(抜粋本文):

東京都港区を中心に4店舗を展開するレストランのオーナー荒木さん(仮名)は「仮に2000万円の融資を受けられれば、2~3カ月持ちこたえることはできるけど……」とうなだれます。

日本橋でこじんまりした割烹を営む馬場さん(仮名)は、東京都からの休業や営業時間短縮などの協力要請に応じれば支給される「50万円をもらったところで仕入れの足しにもならない」と憤りを隠しません。「休めば売り上げはゼロだし、協力金もアテにならない。休業を選択するのは、座して死を待つような恐怖」と馬場さんは続けます。

新型コロナウイルスの感染拡大を抑えるために、7都府県に「緊急事態宣言」が出されたのが4月7日。17日からは全国に拡大し、北海道や愛知、京都など新たに6道府県を加えた13都道府県が「特定警戒都道府県」と位置づけられました。東京都ではゴールデンウィークの外出増リスクに先手を打つべく、4月25日からの2週間を「ステイホーム週間」とし、さらに徹底して自宅にとどまるよう呼び掛けています。

一方で、会社の業績悪化や経営破綻で仕事を失った人は2月から先週までで3076人に上ると、厚生労働省から発表がありました。非正規雇用者が多い飲食業などが多くを占めています。外出自粛で売上激減の飲食店。経営者としてやむなく雇用を切る。雇い止めされた労働者の収入はゼロ。いま飲食業界は最悪の危機に瀕しています。

(取り組む課題):
- a) 次の三つの記述が、飲食業界の危機を伝える文章の内容と合うかを判定する。それぞれ「はい」か「いいえ」で答え、決め手となる本文の語句をそのまま引用すること。(i) 馬場さんの割烹は日本橋にある。(ii) 4月7日の緊急事態宣言は全国を対象に出された。(iii) 2月から先週までに仕事を失った人は3076人に上ると発表された。
- b) 飲食業界の危機を伝える文章の続きを、最後の文の後から書いてください。

(提供データ):
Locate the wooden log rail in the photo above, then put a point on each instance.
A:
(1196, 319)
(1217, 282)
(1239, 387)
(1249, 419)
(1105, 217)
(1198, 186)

(解答):
- a)
(i) はい。「日本橋でこじんまりした割烹を営む馬場さん(仮名)」
(ii) いいえ。「7都府県に「緊急事態宣言」が出されたのが4月7日」
(iii) はい。「2月から先週までで3076人に上る」

- b)
飲食店は生活インフラ

緊急事態宣言下において、飲食店は病院やスーパーマーケットなどと同じ生活インフラとして「社会生活を維持するうえで必要」という位置づけになっています。営業時間の短縮要請はあるものの営業は可能と判断されたことは、ひとまず飲食業界にとっては朗報でした。しかし「徹底した外出自粛」が要請される状況で外に出ている人が激減。通常の売り上げの半減は当たり前、中には8割~9割減という飲食店も少なくありません。営業可能だと判断されたものの、実際のところは、非常に悩ましい状況に置かれているのです。

東京都は、新型コロナウイルスの感染拡大防止対策で、休業や営業時間短縮の協力要請に応じた飲食店を対象に申請受付を開始。支給額は、単独店舗の事業者の場合は50万円、複数店舗を持つ場合は100万円となっています。しかしながら冒頭で紹介した荒木さんや馬場さんが話すように都心で店舗を運営するコストを鑑みると、この支給額ではまったく足りないという声が絶えません。